Tasks and exercises ▸
a - From the passage on shared and task-adapter encoders, pull out the span that starts at "In particular, the" and ends after "task (step 206).", word for word.
b - Extend the passage on shared and task-adapter encoders, starting after its final sentence.

Text ▸
- - -

The system receives a shared input for multiple machine learning tasks (step 202). The shared input is a two-dimensional channel input. For example, the shared input is an audio recording that has a two-dimensional channel for time and frequency.

The system processes, using a shared encoder, the shared input to extract shared feature representations for the multiple machine learning tasks (step 204).

In particular, the each of the neural network layers following the first layer in the shared encoder receives as input an output of the previous neural network layer in the shared encoder and outputs a three-dimensional (3D) tensor which is a stack of two-dimensional channel outputs (that are stacked along a channel dimension).

The shared representations (i.e., 3D tensors) outputted by the neural network layers of the shared encoder are shared among the multiple task-adapter encoders and are used by the task-adapter encoders to compute a predicted output for each machine learning task.

For each of the multiple machine learning tasks, the system processes, using a respective task-adapter encoder, the shared input and the shared feature representations to generate a respective predicted output for the machine learning task (step 206).

In particular, each of the neural network layers of each task-adapter encoder receives as layer input a concatenation of a 3D tensor outputted by the previous layer in the task-adapter encoder and a 3D tensor outputted by the corresponding previous layer in the shared encoder 104 along the channel dimension. The layer input is a stack of 2D channel inputs. Each neural network layer of each task-adapter encoder then processes the layer input to output a 3D tensor which is a stack of 2D channel outputs along the channel dimension.

Each task-adapter encoder includes a respective output layer as the last layer. That is, each task-adapter encoder includes an appropriate kind of output layer for the corresponding machine learning task. For example, for classification tasks, the output layer is a softmax neural network layer. The output layer is configured to receive as input a concatenation of the output produced by the last layer of the shared encoder and the layer output produced by the previous layer of the task-adapter encoder, and to process the input to generate a predicted output for the respective machine learning task.

- - -

Rows ▸
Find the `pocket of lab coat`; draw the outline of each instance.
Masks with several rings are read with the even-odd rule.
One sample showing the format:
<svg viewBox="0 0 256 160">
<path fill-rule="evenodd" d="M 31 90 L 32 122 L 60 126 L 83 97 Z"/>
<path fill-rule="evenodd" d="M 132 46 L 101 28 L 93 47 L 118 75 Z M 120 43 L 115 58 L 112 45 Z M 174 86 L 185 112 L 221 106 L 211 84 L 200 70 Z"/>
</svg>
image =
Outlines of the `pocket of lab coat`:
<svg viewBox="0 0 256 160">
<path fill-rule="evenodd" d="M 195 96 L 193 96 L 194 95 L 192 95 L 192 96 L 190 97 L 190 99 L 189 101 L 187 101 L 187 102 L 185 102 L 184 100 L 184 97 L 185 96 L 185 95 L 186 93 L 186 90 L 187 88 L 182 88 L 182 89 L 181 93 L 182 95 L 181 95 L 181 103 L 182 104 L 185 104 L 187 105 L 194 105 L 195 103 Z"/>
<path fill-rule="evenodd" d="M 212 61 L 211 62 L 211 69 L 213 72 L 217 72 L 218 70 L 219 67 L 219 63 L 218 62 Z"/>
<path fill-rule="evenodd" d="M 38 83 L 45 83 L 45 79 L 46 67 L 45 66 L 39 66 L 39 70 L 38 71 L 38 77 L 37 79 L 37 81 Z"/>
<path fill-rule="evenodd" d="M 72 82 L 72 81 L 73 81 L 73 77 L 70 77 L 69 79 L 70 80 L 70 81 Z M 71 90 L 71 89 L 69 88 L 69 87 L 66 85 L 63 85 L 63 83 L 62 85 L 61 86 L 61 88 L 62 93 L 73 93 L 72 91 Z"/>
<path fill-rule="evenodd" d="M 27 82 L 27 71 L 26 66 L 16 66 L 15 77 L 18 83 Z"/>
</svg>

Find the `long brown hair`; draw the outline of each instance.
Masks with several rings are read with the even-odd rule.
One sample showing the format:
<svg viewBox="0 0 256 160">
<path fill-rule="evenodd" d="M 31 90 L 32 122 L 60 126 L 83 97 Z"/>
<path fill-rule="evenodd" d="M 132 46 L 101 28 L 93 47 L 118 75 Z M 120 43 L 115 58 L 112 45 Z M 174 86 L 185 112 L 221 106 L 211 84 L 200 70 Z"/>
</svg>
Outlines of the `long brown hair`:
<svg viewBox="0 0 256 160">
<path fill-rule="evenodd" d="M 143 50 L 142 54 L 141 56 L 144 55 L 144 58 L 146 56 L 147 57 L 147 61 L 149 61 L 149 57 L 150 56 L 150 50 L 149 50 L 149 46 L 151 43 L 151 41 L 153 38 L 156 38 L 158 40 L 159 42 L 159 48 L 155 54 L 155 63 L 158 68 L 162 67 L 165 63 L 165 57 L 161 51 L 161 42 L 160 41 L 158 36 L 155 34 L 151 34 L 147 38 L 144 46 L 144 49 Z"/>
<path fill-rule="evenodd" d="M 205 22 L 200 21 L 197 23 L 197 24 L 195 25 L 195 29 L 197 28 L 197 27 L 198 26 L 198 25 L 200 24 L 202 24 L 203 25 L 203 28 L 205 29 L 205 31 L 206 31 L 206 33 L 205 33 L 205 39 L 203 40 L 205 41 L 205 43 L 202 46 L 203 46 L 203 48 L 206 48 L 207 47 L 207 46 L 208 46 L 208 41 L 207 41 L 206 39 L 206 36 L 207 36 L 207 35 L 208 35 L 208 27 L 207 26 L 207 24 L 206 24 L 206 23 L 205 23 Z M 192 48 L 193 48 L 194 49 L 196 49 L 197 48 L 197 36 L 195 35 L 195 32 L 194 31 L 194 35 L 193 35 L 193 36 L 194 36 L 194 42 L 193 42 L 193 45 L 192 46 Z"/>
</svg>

- - -

Expected results ▸
a -
In particular, the each of the neural network layers following the first layer in the shared encoder receives as input an output of the previous neural network layer in the shared encoder and outputs a three-dimensional (3D) tensor which is a stack of two-dimensional channel outputs (that are stacked along a channel dimension).

The shared representations (i.e., 3D tensors) outputted by the neural network layers of the shared encoder are shared among the multiple task-adapter encoders and are used by the task-adapter encoders to compute a predicted output for each machine learning task.

For each of the multiple machine learning tasks, the system processes, using a respective task-adapter encoder, the shared input and the shared feature representations to generate a respective predicted output for the machine learning task (step 206).

b -
The techniques described herein can solve multiple tasks simultaneously and more accurately by sharing representations via a shared encoder and task-specific adapter encoders at different depths. This allows common representations to be augmented, which in turn leads to better performance, e.g., higher accuracy, for the multi-task adapter neural network. FIG. 4 shows experimental results where the use of the described multi-task adapter neural network results in higher accuracy compared to using a baseline architecture given the same target computational cost.

FIG. 3 is a flow diagram of an example process for training a multi-task adapter neural network. For convenience, the process 300 will be described as being performed by a system of one or more computers located in one or more locations. For example, a neural network system, e.g., neural network system 100 of FIG. 1, appropriately programmed in accordance with this specification, can perform the process 300. The multi-task adapter neural network includes a shared encoder and multiple task-adapter encoders.

The system can repeatedly perform the process 300 on different batches of training data to train the multi-task adapter neural network, i.e., to repeatedly adjust the values of parameters of the multi-task adapter neural network.

The system receives training data including a batch of shared inputs and corresponding target outputs for the shared inputs (step 302).

The system processes each shared input in the batch of shared inputs using the multi-task adapter neural network to generate, for each of multiple machine learning tasks, a respective predicted output (step 304).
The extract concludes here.